*Task item:* Transcribe every entry exactly, with nothing added or left out.

Stored records
Content starts
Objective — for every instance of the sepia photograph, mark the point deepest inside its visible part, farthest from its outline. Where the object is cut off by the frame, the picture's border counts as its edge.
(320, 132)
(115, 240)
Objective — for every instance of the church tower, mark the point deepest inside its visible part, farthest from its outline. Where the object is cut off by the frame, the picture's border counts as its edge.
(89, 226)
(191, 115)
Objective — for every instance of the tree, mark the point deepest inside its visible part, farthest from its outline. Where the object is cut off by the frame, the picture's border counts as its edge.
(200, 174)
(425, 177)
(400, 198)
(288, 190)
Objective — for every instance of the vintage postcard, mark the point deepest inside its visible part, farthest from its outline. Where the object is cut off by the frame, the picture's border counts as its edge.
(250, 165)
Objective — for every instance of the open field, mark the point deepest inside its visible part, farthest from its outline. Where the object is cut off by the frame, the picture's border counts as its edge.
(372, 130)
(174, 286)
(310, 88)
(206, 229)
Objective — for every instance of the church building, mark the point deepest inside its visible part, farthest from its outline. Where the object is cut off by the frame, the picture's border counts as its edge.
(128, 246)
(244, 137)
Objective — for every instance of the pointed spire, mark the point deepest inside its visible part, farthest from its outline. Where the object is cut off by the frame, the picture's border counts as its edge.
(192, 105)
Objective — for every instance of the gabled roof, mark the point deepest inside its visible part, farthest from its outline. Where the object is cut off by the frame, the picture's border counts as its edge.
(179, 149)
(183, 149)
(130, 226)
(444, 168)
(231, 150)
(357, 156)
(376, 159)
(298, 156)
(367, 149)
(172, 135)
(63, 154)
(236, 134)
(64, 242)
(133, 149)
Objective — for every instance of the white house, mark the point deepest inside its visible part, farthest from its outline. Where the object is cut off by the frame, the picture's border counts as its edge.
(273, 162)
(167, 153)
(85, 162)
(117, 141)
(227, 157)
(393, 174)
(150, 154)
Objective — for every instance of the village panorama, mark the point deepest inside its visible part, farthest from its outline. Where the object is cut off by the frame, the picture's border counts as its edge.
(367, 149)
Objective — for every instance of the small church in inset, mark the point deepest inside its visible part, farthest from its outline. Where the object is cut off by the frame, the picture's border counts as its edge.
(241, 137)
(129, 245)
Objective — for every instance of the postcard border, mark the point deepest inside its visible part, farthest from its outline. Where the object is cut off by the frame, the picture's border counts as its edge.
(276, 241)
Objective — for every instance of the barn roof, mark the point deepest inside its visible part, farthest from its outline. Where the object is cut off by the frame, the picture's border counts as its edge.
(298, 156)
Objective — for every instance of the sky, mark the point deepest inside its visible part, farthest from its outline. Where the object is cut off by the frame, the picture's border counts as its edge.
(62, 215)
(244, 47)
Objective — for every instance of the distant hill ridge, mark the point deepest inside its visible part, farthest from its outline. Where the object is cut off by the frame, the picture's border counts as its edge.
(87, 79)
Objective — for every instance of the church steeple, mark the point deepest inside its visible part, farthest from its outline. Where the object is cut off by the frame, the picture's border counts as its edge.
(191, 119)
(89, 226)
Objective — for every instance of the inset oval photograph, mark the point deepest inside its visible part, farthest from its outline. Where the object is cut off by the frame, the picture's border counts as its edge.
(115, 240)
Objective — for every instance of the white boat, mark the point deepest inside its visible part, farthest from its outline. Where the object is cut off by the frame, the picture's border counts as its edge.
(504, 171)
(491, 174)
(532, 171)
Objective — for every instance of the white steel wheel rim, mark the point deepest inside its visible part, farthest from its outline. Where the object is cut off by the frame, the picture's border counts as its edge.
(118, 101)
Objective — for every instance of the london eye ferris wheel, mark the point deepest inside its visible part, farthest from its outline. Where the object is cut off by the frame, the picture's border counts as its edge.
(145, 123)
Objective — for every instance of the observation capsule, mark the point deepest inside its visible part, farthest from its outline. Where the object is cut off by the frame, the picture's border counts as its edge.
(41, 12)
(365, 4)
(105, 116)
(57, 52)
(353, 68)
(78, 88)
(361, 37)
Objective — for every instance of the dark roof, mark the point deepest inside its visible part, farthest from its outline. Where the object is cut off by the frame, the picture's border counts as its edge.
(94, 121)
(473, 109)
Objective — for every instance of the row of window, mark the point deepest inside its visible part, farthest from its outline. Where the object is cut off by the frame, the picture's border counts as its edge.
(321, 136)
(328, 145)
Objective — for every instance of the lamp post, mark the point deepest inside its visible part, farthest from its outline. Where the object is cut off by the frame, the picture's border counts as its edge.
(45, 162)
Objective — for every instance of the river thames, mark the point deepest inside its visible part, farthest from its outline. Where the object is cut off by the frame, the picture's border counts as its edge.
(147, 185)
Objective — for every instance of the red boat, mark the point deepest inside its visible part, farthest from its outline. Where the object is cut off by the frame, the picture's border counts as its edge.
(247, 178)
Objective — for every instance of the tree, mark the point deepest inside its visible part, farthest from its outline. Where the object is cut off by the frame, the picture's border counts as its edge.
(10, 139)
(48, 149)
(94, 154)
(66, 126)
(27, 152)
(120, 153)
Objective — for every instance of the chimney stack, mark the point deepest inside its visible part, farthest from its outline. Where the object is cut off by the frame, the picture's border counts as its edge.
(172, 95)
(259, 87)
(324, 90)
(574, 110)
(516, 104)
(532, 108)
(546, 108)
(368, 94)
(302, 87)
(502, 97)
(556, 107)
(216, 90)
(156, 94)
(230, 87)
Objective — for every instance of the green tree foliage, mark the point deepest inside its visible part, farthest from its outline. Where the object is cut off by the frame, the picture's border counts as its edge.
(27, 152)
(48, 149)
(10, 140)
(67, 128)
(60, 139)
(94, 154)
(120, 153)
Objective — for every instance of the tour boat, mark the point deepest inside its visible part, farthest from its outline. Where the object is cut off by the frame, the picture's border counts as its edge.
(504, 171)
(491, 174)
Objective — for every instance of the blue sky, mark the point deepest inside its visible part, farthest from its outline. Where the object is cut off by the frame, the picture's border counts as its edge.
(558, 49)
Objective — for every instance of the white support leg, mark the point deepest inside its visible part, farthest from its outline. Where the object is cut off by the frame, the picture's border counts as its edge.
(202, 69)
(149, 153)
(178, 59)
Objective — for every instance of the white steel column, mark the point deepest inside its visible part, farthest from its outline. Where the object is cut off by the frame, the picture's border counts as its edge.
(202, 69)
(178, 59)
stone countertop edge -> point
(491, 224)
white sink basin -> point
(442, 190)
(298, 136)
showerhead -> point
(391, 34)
Content ends
*Written reply:*
Objective — for every instance of the sepia photograph, mark the point deepest inside its visible part, farthest from its outline. Where the object is cut off by the frame, the picture's border counts as its edge.
(320, 132)
(115, 240)
Objective — for every instance of the church tower, mark the point deepest inside its visible part, farthest from its outline. Where the object is cut off by the frame, the picture's border counts as its edge.
(89, 226)
(191, 115)
Objective — for every instance of the tree, mark the point deepest inside its visible part, farthest from its outline. Where the object is cut off by the frame, the picture's border counts as its edge.
(200, 174)
(425, 177)
(400, 198)
(288, 190)
Objective — for every instance of the vintage postcard, mark the point deepest inside its visible part, farthest from its outline. Where the object is cut off by the frame, the picture's border counts as its edge.
(250, 165)
Objective — for every instance of the open field, mark the point deepest inside its visible part, farthest from its outline. Where the object is cut off by the frame, the picture's border counts as its edge.
(372, 130)
(174, 286)
(310, 88)
(206, 229)
Objective — for every instance of the church building, mark the point deepest inside its visible part, farthest from its outline. Where the object is cut off by the frame, the picture's border counts as its edge.
(128, 246)
(244, 137)
Objective — for every instance of the pointed spire, mark the point deepest inside its visible part, farthest from its outline. Where the object is cut off by the frame, the picture's border counts as its edge.
(192, 105)
Objective — for every instance of the gabled roof, mark the point deepest inside its visible part, farthest from its outline. Where the object is cut off by the frame, the picture's border counts as its edge.
(179, 149)
(183, 149)
(130, 226)
(444, 168)
(231, 150)
(357, 156)
(376, 159)
(298, 156)
(367, 149)
(172, 135)
(63, 154)
(236, 134)
(64, 242)
(133, 149)
Objective — for every instance of the white house, mark the point deepest inside its visible part, farthest from its outline. Where the object is cut off by the frame, the picture's border counts as its edge.
(273, 162)
(167, 153)
(85, 162)
(117, 141)
(227, 157)
(393, 174)
(150, 154)
Objective — for every instance of the village panorama, mark the point deepest inside its visible part, farthest from its outline. Where the object is cut off by the frame, the picture's border counts as its edge.
(367, 149)
Objective — for every instance of the small church in inset, mark the point deepest inside its visible part, farthest from its outline. Where the object is cut off by the frame, the picture's border counts as its edge.
(241, 137)
(129, 245)
Objective — for every instance of the postcard border, mark the point deepest inside its visible part, farthest from its outline. Where the object is cut off by the frame, the picture's border counts as its edge.
(276, 241)
Objective — for every instance of the barn roof, mark the point deepest inside its visible part, farthest from its outline. Where the object is cut off by the frame, the picture's border counts as its edge.
(298, 156)
Objective — for every instance of the sky, mark the point deepest inside its visible part, farthest from its outline. Where the object is cut off by the frame, the picture's border counts as its edge.
(62, 215)
(244, 47)
Objective — for every instance of the distant hill ridge, mark the point deepest inside its visible part, farthest from its outline. Where the object is cut off by the frame, the picture's border counts as its edge.
(87, 79)
Objective — for every instance of the church steeple, mark the point deepest inside its visible part, farthest from its outline. Where the object is cut off by the frame, the picture's border counts as its edge.
(191, 119)
(89, 226)
Objective — for every instance of the inset oval photograph, mark the point deepest inside its visible part, farthest from its outline. Where the object is cut off by the frame, the picture's border counts as its edge.
(115, 240)
Objective — for every instance of the white boat, mark the point deepest inside its visible part, farthest from its outline. Where the object is cut off by the frame, the picture's border counts as its edge.
(504, 171)
(491, 174)
(532, 171)
Objective — for every instance of the white steel wheel rim, mark the point deepest inside its visible part, farthest from its outline. Where the object is cut off by the frame, the picture's border counts as its edge.
(118, 101)
Objective — for every instance of the london eye ferris wheel, mark the point deepest inside its visible part, farthest from its outline. Where the object is cut off by the frame, the picture's border counts as its edge.
(145, 123)
Objective — for every instance of the observation capsule, mark the point deepest inside its visible part, farthest from its outline. Where the object is cut off by the frame, the picture's border counts as its edge.
(41, 12)
(365, 4)
(105, 116)
(57, 52)
(353, 68)
(78, 88)
(361, 37)
Objective — for every instance of the dark roof, mark the point deepest inside its visible part, farthest from its outline. Where the object is cut off by the frame, the picture's border counts as its edge.
(94, 121)
(473, 109)
Objective — for every instance of the row of window, mark the point deepest inside its visible part, farthest from its outline. Where the object is cut off by the frame, the picture's border counts as its edge.
(321, 136)
(328, 145)
Objective — for every instance of the lamp post, mark the point deepest inside its visible part, farthest from its outline. Where the object is cut off by the frame, the picture's border counts as its edge.
(45, 162)
Objective — for every instance of the river thames, mark the point deepest inside its visible part, farthest from its outline. Where the object is cut off by the frame, the picture's border counts as its edge.
(147, 185)
Objective — for every instance of the red boat, mark the point deepest inside its visible part, farthest from its outline. Where the object is cut off by the frame, the picture's border counts as its edge.
(247, 178)
Objective — for every instance of the tree, mark the point deepest inside its visible part, farthest from its outline. Where the object is cut off by the frame, the picture's border counts as its edge.
(10, 139)
(48, 149)
(94, 154)
(66, 126)
(27, 152)
(120, 153)
Objective — for every instance of the chimney stack, mark the point deepest inside its visible part, farthest from its outline. Where the object is cut off by the frame, the picture's border counts as its edge.
(172, 95)
(259, 87)
(324, 90)
(574, 110)
(516, 104)
(532, 108)
(546, 108)
(368, 94)
(302, 87)
(502, 97)
(556, 107)
(216, 90)
(156, 94)
(230, 87)
Objective — for every instance of the green tree foliage, mark the point deepest inside its visible part, farthest from its outline. Where the object is cut off by the frame, the picture's border counts as its edge.
(27, 152)
(48, 149)
(10, 140)
(67, 128)
(60, 139)
(94, 154)
(120, 153)
Objective — for every instance of the tour boat, mark the point deepest inside its visible part, farthest from its outline. Where the object is cut off by the frame, the picture's border counts as its edge.
(504, 171)
(491, 174)
Objective — for every instance of the blue sky, mark the point deepest inside its visible part, farthest from its outline. Where the object is cut off by the frame, the picture's border counts as its edge.
(558, 49)
Objective — for every instance of the white support leg, mark the point deepest inside its visible part, farthest from its outline. Where the object is cut off by the frame, the picture's border counts as its edge.
(202, 69)
(149, 153)
(178, 59)
Objective — for every instance of the white steel column, mark the point deepest inside its visible part, farthest from its outline. Where the object is cut off by the frame, the picture's border counts as its edge.
(202, 69)
(178, 59)
stone countertop edge -> point
(491, 224)
white sink basin -> point
(442, 190)
(298, 136)
showerhead -> point
(391, 34)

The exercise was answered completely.